(ESERCIZIO PROPOSTO):
Converti in una lista JSON di stringhe le righe comprese fra quella che contiene "--target blue carpet floor" e quella che contiene "M 345 299 L", estremi inclusi. Metti una stringa per ogni riga e tralascia le righe vuote.

[Record di annotazione per la segmentazione]
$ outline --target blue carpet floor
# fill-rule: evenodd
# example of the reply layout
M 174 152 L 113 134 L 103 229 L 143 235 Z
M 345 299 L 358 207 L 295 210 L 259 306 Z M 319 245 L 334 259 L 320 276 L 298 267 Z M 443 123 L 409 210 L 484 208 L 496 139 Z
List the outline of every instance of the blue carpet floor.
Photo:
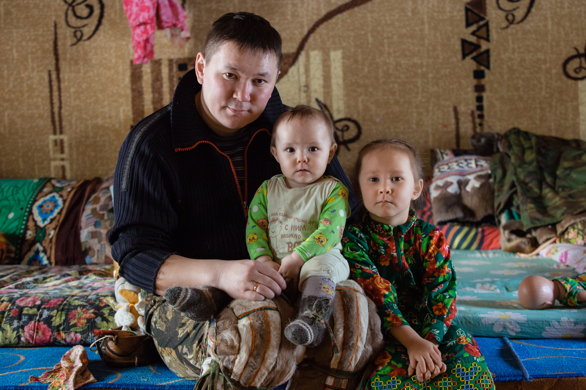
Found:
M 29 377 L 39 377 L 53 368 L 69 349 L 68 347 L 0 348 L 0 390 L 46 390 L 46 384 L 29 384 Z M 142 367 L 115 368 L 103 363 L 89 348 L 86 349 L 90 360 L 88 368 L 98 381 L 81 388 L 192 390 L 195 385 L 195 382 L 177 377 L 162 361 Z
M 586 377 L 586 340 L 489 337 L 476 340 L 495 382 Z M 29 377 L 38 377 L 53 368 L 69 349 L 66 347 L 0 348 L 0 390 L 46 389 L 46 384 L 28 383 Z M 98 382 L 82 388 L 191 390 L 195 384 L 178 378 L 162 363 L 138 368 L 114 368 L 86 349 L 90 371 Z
--
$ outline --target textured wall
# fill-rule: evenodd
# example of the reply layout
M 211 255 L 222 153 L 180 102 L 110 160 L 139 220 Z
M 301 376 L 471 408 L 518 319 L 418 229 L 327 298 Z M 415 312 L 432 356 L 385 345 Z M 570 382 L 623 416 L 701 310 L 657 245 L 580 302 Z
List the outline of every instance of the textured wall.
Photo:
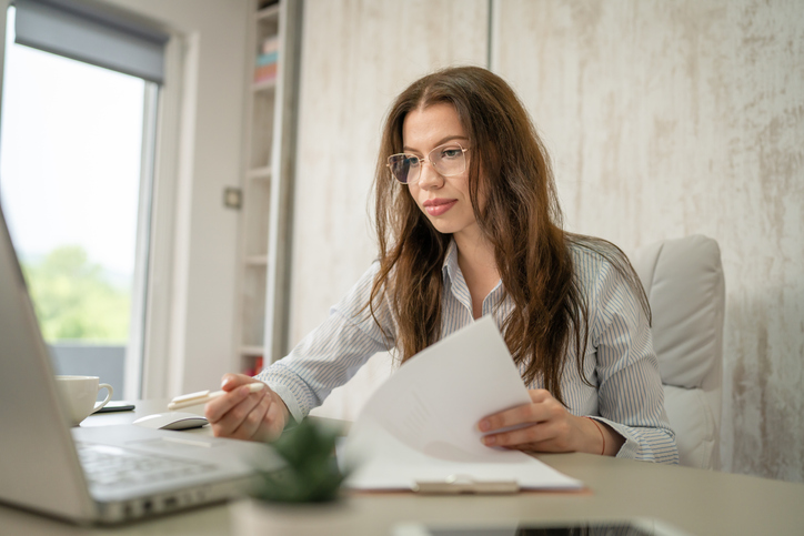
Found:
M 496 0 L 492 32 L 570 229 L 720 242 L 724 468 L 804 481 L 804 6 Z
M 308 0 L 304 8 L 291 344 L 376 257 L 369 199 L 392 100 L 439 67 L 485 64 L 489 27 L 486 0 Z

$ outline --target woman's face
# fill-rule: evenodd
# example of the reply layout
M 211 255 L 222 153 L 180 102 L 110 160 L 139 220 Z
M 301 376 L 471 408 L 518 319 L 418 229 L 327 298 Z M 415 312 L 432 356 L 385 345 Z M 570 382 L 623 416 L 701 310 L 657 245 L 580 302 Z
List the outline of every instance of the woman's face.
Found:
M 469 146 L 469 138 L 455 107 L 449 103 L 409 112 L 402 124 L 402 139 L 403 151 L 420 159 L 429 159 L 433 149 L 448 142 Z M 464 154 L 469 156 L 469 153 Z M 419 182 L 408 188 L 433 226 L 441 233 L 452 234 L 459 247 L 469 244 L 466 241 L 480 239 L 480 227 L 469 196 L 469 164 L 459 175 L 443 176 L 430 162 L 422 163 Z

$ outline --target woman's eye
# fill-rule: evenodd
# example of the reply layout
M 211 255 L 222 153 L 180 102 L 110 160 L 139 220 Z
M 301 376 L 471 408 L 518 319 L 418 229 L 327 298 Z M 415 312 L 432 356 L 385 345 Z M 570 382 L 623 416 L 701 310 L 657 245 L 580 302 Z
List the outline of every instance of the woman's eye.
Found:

(RISPOSTA ALL'ESERCIZIO):
[
  "$ outline --target blue carpet floor",
  "# fill-rule: evenodd",
  "# example of the reply layout",
  "M 174 152 L 113 134 L 103 229 L 143 235 Z",
  "M 345 299 L 358 207 L 295 210 L 259 306 Z M 319 245 L 334 259 L 320 276 L 298 267 Z M 443 123 L 409 210 L 484 208 L 496 139 Z"
]